» **Stated problem**
Render every line of the records below as a Markdown table with two columns, Row and Line, numbering the rows in order and leaving out blank lines.

» **Given records**

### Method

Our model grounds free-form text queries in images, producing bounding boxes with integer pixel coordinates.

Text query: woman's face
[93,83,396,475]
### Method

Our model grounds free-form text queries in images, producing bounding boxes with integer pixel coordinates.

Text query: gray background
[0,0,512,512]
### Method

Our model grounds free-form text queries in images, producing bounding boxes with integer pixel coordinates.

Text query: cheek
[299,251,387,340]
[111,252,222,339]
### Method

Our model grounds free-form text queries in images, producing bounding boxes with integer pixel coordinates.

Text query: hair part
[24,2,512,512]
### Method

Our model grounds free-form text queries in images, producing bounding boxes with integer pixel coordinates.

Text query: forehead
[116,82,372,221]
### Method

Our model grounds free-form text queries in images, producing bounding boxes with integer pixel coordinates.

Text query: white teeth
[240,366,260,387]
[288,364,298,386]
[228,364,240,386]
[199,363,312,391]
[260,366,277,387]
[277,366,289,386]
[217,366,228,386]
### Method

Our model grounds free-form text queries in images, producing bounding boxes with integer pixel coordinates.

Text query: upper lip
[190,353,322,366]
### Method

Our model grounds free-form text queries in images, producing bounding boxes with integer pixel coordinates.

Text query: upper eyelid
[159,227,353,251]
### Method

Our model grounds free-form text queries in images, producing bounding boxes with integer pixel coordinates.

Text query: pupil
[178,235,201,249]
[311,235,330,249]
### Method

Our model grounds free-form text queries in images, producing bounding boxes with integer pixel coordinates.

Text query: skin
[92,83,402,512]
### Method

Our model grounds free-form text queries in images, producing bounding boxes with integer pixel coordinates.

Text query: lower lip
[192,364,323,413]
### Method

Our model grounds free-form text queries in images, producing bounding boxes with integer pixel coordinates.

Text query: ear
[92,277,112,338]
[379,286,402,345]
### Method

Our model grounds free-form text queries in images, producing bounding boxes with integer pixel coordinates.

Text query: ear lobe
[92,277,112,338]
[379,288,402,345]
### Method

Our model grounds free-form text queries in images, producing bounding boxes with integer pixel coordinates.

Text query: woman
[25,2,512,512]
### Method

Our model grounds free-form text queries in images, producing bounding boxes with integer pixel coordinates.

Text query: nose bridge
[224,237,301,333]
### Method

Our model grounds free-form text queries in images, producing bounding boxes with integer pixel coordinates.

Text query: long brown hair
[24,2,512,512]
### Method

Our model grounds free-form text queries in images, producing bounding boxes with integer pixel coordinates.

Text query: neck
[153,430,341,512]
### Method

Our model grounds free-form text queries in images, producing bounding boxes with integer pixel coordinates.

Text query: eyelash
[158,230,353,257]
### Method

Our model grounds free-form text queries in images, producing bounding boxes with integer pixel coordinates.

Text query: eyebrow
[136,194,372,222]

» **Answer to the task**
| Row | Line |
|---|---|
| 1 | ### Method |
| 2 | Our model grounds free-form text queries in images, producing bounding boxes with integer pixel coordinates. |
| 3 | Text query: woman's face |
| 4 | [93,83,396,475] |
| 5 | ### Method |
| 6 | Our model grounds free-form text queries in images, producing bounding boxes with integer pixel coordinates. |
| 7 | Text query: gray background |
| 8 | [0,0,512,512] |
| 9 | ### Method |
| 10 | Our model grounds free-form text queries in images, producing bounding boxes with integer pixel coordinates. |
| 11 | Text query: cheek |
| 12 | [299,251,387,340] |
| 13 | [111,252,222,339] |
| 14 | ### Method |
| 15 | Our model grounds free-form text queries in images, producing bounding boxes with integer pixel coordinates. |
| 16 | Text query: hair part |
| 17 | [24,2,512,512] |
| 18 | ### Method |
| 19 | Our model grounds free-form text queries in images, producing bounding boxes with integer pixel coordinates. |
| 20 | Text query: forehead |
| 21 | [116,82,372,221] |
| 22 | ### Method |
| 23 | Our model grounds free-form text queries in images, producing bounding boxes with integer pixel coordinates. |
| 24 | Text query: white teeth |
| 25 | [240,366,260,387] |
| 26 | [288,364,298,386] |
| 27 | [228,364,240,386] |
| 28 | [199,363,312,391] |
| 29 | [260,366,277,387] |
| 30 | [277,366,289,386] |
| 31 | [217,366,228,386] |
| 32 | ### Method |
| 33 | Our model grounds free-form text queries in images, producing bounding boxes with integer pixel coordinates. |
| 34 | Text query: upper lip |
| 35 | [190,353,322,366] |
| 36 | ### Method |
| 37 | Our model grounds free-form text queries in images, producing bounding boxes with integer pixel coordinates. |
| 38 | Text query: upper eyelid |
| 39 | [159,227,353,251] |
| 40 | ### Method |
| 41 | Our model grounds free-form text queries in images, producing bounding boxes with integer pixel coordinates. |
| 42 | Text query: pupil |
| 43 | [178,235,201,249] |
| 44 | [311,235,330,249] |
| 45 | ### Method |
| 46 | Our model grounds free-form text queries in images, producing bounding boxes with integer pixel coordinates. |
| 47 | Text query: skin |
| 48 | [92,83,402,512] |
| 49 | ### Method |
| 50 | Our model grounds free-form text queries in images, producing bounding boxes with integer pixel coordinates. |
| 51 | Text query: lower lip |
| 52 | [192,364,323,413] |
| 53 | ### Method |
| 54 | Our model grounds free-form text queries in images, producing bounding boxes with integer pixel coordinates. |
| 55 | Text query: ear |
| 56 | [92,277,112,338] |
| 57 | [379,286,402,345] |
| 58 | ### Method |
| 59 | Our model grounds free-form text queries in images, producing bounding boxes with integer pixel coordinates. |
| 60 | Text query: ear lobe |
| 61 | [92,277,112,338] |
| 62 | [379,288,402,345] |
| 63 | ### Method |
| 64 | Our model grounds free-form text queries in images, producing bounding boxes with integer pixel coordinates. |
| 65 | Text query: woman |
| 66 | [25,2,512,512] |
| 67 | ### Method |
| 68 | Our model grounds free-form text queries in images, producing bounding boxes with integer pixel coordinates. |
| 69 | Text query: nose bridge |
| 70 | [224,237,301,333] |
| 71 | ### Method |
| 72 | Our model grounds free-form text queries in images, producing bounding boxes with integer pixel coordinates. |
| 73 | Text query: long brown hair |
| 74 | [24,2,512,512] |
| 75 | ### Method |
| 76 | Our model grounds free-form text queries in images, producing bounding boxes with integer pixel coordinates. |
| 77 | Text query: neck |
| 78 | [153,430,341,512] |
| 79 | ### Method |
| 80 | Our model grounds free-form text queries in images, producing bounding boxes with integer pixel coordinates. |
| 81 | Text query: eyelash |
| 82 | [158,230,353,257] |
| 83 | ### Method |
| 84 | Our model grounds free-form text queries in images, producing bounding boxes with integer pixel coordinates. |
| 85 | Text query: eyebrow |
| 86 | [136,194,372,222] |